TEXTO DO DOCUMENTO:
****

O Governo não tem mesmo plano B.
Aliás, nisso segue os passos da troika,
cujos membros de cada vez que vêm dizer que se enganaram na receita para
Portugal - e já são tantas... - logo acrescentam que a dita receita, mesmo
errada, é para cumprir até ao fim e até para permanecer ativa depois do fim pelo
menos uma vintena de anos.
O Governo só tem plano A, que aplicará custe o que
custar. E esse plano é o de embaratecer o trabalho e transferir esse diferencial
para o lado do capital.
O relatório do Observatório sobre Crises e Alternativas, esta semana tornado
público na sua versão preliminar, mostra com clareza esse plano A a ser
executado. Em setembro de 2012 o Governo anunciou um desagravamento do pagamento
da taxa social única pelas empresas que pretendia conseguir um acréscimo do seu
rendimento de cerca de 2300 milhões de euros. Nos planos do Governo essa
diferença seria suportada pelos salários dos trabalhadores.

****

REGISTOS:
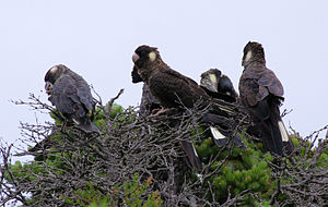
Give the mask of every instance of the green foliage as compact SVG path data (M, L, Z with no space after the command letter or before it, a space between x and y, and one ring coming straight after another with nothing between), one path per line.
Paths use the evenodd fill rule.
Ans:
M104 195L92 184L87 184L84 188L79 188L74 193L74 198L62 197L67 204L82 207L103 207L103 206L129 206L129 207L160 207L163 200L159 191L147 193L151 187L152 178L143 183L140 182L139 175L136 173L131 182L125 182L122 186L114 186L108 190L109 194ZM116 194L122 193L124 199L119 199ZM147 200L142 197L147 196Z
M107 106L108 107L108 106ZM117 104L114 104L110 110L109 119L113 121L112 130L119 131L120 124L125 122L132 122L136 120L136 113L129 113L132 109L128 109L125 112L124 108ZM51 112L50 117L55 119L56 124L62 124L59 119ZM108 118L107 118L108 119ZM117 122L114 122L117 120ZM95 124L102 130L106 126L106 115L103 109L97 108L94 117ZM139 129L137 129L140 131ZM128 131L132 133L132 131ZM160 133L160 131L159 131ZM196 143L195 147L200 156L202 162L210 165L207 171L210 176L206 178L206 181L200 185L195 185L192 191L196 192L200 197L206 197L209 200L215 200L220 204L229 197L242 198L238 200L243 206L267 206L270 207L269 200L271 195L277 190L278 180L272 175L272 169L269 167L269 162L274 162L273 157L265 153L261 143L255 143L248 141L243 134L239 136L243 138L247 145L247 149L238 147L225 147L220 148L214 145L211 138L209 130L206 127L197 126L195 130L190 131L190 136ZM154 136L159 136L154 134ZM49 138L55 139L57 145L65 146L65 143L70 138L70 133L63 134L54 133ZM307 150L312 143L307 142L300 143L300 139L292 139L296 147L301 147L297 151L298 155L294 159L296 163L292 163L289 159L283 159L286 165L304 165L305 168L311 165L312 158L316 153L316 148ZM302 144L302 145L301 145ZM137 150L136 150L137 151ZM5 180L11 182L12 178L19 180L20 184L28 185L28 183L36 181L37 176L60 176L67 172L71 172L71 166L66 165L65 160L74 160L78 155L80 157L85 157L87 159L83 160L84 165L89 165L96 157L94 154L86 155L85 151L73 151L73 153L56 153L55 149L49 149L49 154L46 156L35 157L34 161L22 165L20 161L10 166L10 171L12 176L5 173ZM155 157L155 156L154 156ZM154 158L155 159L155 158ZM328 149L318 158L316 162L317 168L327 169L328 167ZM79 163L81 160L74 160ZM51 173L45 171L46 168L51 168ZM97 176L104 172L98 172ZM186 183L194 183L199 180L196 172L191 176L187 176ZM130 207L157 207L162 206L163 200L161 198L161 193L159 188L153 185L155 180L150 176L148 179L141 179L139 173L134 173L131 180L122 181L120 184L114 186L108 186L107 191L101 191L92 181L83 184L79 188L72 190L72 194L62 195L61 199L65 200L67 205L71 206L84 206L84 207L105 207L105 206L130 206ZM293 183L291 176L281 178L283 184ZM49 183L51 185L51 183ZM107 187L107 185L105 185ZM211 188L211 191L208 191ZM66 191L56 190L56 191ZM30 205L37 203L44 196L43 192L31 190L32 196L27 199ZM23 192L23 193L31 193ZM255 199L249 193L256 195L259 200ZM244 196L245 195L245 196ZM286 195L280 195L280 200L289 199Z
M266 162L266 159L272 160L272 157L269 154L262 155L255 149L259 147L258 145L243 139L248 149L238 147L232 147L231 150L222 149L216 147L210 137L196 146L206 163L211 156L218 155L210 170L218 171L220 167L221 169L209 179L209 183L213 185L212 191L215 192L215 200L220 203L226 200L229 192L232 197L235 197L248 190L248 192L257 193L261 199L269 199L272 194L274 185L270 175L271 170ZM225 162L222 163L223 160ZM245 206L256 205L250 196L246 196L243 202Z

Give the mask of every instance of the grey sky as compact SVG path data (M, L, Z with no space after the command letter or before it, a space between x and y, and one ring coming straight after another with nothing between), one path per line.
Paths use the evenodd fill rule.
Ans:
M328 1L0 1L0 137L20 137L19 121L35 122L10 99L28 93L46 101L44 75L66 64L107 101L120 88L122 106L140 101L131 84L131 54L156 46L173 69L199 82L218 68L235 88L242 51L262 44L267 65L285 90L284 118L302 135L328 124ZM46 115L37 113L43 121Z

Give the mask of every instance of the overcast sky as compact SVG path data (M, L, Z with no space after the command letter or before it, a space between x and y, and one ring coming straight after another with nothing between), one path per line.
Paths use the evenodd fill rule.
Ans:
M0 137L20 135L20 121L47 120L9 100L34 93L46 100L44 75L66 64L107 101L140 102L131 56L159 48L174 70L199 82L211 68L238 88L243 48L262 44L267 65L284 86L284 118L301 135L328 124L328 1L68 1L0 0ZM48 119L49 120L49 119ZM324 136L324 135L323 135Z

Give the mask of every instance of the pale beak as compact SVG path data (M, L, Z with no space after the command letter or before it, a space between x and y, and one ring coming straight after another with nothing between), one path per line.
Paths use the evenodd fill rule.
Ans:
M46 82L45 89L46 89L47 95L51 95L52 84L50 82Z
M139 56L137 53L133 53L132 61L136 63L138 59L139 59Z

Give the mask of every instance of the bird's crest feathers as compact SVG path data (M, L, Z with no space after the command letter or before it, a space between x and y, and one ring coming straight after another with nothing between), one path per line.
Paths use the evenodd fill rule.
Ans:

****

INSTRUÇÃO 1: Segundo o texto sobre o plano A do Governo, que acréscimo de rendimento pretendia o Governo conseguir para as empresas com o desagravamento da taxa social única anunciado em setembro de 2012?
INSTRUÇÃO 2: Continue, por favor, o texto sobre o plano A do Governo a partir da última frase.
Os registos vêm de outra fonte.

RESPOSTA CORRETA 1: Cerca de 2300 milhões de euros.

RESPOSTA CORRETA 2:
As manifestações
multitudinárias de 15 de setembro obrigaram o Governo a recuar. Mas eis que os
efeitos concretos das alterações na legislação laboral operadas em 2012, no que
respeita a remuneração do trabalho suplementar e supressão de feriados e dias de
férias, são precisamente os mesmos que os pretendidos com a defunta mudança do
regime da TSU: os trabalhadores perderam, em média, 2,3% da sua retribuição
efetiva, dando assim às empresas um ganho estimado em... 2300 milhões de
euros.
O mesmo, portanto. Mas mais forte: a redução do pagamento do trabalho
suplementar teve como resultado uma perda de receitas da Segurança Social entre
66 milhões e 252 milhões de euros, algo que nenhuma soma de encargos com
políticas ativas de emprego alguma vez atingiria. O plano A de empobrecimento é
também o plano A de privatização e as coisas vão de mão dada, como
inequivocamente se prova.
É esse o único plano que o Governo tem, mesmo se ele acelera o endividamento
nacional. Ou melhor, o Governo tem todos os planos B que forem necessários para
cumprir até ao fim o plano A. Porque quem manda no País o obrigará a isso, sem
margem para hesitações. E, de preferência, com um suplemento de sustentação
política como fica evidente no apelo - mais um - a um acordo entre esta maioria
e o Partido Socialista, desta vez pela voz de Alexandre Soares dos Santos.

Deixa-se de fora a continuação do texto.